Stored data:

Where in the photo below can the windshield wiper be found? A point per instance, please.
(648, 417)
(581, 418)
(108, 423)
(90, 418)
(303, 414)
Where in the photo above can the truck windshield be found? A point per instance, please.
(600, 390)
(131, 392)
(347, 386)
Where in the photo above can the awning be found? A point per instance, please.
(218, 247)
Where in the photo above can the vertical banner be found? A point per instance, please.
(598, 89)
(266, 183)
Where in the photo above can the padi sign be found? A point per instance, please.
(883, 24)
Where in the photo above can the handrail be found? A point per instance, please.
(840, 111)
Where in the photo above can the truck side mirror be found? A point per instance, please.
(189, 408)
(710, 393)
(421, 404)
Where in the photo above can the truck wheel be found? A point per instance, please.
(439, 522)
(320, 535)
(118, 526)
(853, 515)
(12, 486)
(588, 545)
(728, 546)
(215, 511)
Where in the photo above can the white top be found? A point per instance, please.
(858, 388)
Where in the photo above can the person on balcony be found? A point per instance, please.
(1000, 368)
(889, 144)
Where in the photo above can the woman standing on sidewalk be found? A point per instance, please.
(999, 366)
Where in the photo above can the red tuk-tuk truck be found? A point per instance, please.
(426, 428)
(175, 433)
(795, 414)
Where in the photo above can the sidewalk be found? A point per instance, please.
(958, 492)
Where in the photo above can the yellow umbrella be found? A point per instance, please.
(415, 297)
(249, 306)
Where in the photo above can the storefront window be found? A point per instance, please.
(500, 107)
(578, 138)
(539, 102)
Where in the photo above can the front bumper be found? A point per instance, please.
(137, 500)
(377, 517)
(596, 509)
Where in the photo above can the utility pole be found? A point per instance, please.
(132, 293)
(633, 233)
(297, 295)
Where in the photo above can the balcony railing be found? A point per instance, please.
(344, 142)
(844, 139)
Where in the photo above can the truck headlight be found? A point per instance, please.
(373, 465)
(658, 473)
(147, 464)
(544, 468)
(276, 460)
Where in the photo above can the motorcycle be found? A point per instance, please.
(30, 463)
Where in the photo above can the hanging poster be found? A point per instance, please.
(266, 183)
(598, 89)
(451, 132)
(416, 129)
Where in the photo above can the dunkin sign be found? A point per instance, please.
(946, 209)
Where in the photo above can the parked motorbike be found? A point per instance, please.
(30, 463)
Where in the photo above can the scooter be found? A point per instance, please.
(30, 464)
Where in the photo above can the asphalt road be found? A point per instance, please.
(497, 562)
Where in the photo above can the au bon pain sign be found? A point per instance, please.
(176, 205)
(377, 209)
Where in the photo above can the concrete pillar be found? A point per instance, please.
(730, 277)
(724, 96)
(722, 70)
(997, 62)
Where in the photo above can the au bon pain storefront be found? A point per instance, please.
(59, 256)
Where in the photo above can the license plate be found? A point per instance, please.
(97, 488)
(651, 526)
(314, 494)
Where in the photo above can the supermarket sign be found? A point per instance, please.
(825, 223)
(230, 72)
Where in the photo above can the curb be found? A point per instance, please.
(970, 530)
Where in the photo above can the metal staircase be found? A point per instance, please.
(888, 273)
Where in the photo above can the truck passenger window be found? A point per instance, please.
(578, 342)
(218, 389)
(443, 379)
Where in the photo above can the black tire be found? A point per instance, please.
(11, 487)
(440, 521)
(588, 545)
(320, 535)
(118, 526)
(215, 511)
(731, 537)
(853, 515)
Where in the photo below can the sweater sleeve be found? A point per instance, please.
--
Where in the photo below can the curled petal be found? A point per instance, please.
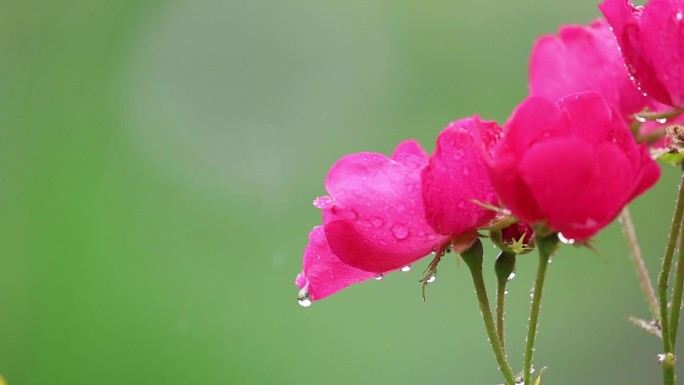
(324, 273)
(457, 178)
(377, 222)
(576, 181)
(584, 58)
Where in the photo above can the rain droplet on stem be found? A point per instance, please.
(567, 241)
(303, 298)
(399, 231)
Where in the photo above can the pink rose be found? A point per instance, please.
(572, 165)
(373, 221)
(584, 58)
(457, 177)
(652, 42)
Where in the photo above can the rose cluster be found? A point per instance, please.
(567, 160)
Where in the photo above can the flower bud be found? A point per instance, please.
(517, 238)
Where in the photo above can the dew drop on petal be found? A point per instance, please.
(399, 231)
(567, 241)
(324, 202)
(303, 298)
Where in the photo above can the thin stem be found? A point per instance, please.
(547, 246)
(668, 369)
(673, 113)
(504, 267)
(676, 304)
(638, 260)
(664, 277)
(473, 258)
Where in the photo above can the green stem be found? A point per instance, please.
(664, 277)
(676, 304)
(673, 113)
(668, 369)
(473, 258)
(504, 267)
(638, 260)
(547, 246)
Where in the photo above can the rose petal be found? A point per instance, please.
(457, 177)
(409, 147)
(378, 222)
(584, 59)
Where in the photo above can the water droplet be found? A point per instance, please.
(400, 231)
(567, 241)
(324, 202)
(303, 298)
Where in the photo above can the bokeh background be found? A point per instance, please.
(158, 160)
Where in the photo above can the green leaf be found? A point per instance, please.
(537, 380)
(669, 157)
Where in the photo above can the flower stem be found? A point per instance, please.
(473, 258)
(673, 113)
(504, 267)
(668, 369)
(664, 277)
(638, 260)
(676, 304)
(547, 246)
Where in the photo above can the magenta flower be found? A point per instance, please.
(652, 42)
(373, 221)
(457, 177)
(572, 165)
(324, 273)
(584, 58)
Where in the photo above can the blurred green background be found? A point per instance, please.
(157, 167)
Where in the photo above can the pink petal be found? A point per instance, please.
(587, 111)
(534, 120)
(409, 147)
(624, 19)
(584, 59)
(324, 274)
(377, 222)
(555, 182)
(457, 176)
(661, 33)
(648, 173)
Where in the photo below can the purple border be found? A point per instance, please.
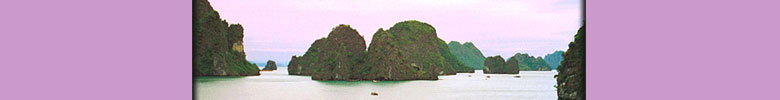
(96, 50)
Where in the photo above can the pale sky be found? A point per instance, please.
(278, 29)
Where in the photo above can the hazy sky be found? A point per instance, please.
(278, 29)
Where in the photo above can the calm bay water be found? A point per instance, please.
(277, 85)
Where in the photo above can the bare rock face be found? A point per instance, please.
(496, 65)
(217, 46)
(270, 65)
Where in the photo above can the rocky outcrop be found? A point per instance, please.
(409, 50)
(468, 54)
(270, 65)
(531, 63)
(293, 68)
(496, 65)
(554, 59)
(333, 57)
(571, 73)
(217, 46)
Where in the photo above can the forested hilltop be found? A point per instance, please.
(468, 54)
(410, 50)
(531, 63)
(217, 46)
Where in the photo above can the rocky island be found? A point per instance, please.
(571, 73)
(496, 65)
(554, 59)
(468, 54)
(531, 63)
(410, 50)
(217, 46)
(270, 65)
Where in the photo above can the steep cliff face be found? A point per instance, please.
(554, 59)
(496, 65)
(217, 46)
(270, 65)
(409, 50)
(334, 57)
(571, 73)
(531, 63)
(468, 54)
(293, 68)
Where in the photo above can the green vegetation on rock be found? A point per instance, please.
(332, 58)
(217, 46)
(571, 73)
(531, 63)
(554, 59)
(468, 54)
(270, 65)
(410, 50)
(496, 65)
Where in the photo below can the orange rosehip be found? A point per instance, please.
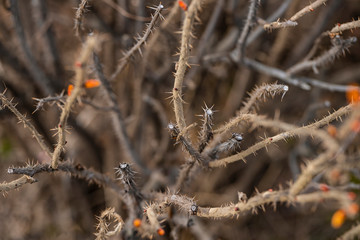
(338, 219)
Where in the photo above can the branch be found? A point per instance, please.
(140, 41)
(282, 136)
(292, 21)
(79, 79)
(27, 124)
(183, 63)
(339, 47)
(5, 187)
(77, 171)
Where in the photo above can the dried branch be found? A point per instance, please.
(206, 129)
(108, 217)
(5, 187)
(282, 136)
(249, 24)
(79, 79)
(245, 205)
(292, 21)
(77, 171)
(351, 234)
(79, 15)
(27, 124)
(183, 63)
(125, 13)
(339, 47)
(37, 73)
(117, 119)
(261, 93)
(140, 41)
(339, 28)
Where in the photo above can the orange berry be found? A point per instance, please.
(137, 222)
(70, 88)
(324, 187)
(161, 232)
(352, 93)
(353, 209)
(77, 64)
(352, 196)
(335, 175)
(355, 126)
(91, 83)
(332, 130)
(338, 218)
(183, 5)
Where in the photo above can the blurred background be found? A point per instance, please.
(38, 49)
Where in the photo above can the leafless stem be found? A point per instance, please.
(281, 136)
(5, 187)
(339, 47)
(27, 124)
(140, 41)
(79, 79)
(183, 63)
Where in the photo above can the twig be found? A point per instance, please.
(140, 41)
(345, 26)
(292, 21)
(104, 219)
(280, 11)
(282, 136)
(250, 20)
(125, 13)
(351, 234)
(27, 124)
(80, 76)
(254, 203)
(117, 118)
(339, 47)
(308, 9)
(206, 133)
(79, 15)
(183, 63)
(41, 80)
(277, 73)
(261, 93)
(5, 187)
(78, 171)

• [Problem]
Of the entries above, repeat exactly the lines between the line with "Where in the photo above can the motorcycle" and the line with "Where in the photo below can the sweater", inclusive, and no others.

• [Answer space]
Where in the photo above can the motorcycle be found? A point per instance, please.
(30, 463)
Where in the photo above can the hanging poster be found? A point per instance, please.
(266, 183)
(598, 89)
(451, 132)
(416, 129)
Where in the photo above can the dunkin sign be found? A point per instance, please.
(946, 209)
Where in the photo above can the parked motorbike be found? A point per instance, please.
(30, 463)
Where in the photo above can the scooter be found? A point per instance, please.
(30, 464)
Where in the photo above can the asphalt road be found? A point per instance, please.
(497, 562)
Where in the photo above can the au bon pain sign be found? A point per instance, please.
(176, 205)
(377, 209)
Where in the photo above can the concrete pillar be found? A point per instance, please.
(730, 277)
(724, 96)
(722, 70)
(997, 62)
Where in the photo above can the au bon pain storefront be found? A point per instance, please.
(59, 256)
Where in the photo above can the license plate be found? A point per instance, please.
(97, 488)
(651, 526)
(314, 494)
Where in the photo above can the supermarket sign be found? A point per instance, please.
(825, 223)
(230, 72)
Where in the photo above can the curb be found? A point per instance, please.
(970, 530)
Where in the photo above can the metal staircase be found? A point per instance, please.
(888, 273)
Where in the photo above can the truck passenger window be found? A point per instance, please.
(578, 342)
(218, 389)
(443, 379)
Where in the photo above can the black tire be found? A point per instance, please.
(11, 487)
(440, 521)
(588, 545)
(320, 535)
(118, 526)
(215, 511)
(731, 537)
(853, 515)
Where in the photo below can the sweater sleeve be found? A point per instance, please.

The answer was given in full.